To get the bot token:
- send a message to @BotFather of /newbot
- submit a name, e.g. soba-notifier
- submit a username for the bot
- record bot token

To get the chat id:
- add the bot user to the group (get group info and click Add)
- run command:`curl -s -X POST https://api.telegram.org/bot/getUpdates`
- record the chat id in the response

### Slack
*(since release 1.2.16)*
To send a Slack message on completion, set the environment variables:
`SLACK_CHANNEL_ID` with the channel id
`SLACK_API_TOKEN` with the token for the Slack app
For example:
`$ export SLACK_CHANNEL_ID=C12345678`
`$ export SLACK_API_TOKEN=xoxb-***********-************-************************`

#### note
- channel id can be in `About` section at bottom of the channel details
- the app needs to be added under `Apps` in the `Integrations` section of channel details
- use the token starting with `xoxb-` and not the one starting with `xoxp-`

### webhooks
*(since release 1.2.8)*
To send a webhook on completion of a run: set the environment variable `SOBA_WEBHOOK_URL` with the url of the endpoint.

Recorded data →
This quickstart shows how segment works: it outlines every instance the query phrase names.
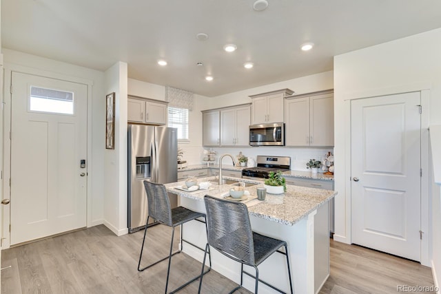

Work to do →
1. Repeat everything in the notification setup instructions from "To get the bot" down to "and click Add)".
2. In the notification setup instructions, which environment variable holds the URL of the endpoint for a webhook?
3. Rewrite the paragraph of the notification setup instructions that begins "To get the bot token:" as a single, shorter sentence that keeps its main steps.

Solutions in order →
1.
To get the bot token:
- send a message to @BotFather of /newbot
- submit a name, e.g. soba-notifier
- submit a username for the bot
- record bot token

To get the chat id:
- add the bot user to the group (get group info and click Add)

2. `SOBA_WEBHOOK_URL`

3. Send /newbot to @BotFather, submit a name (e.g. soba-notifier) and a username for the bot, then record the bot token.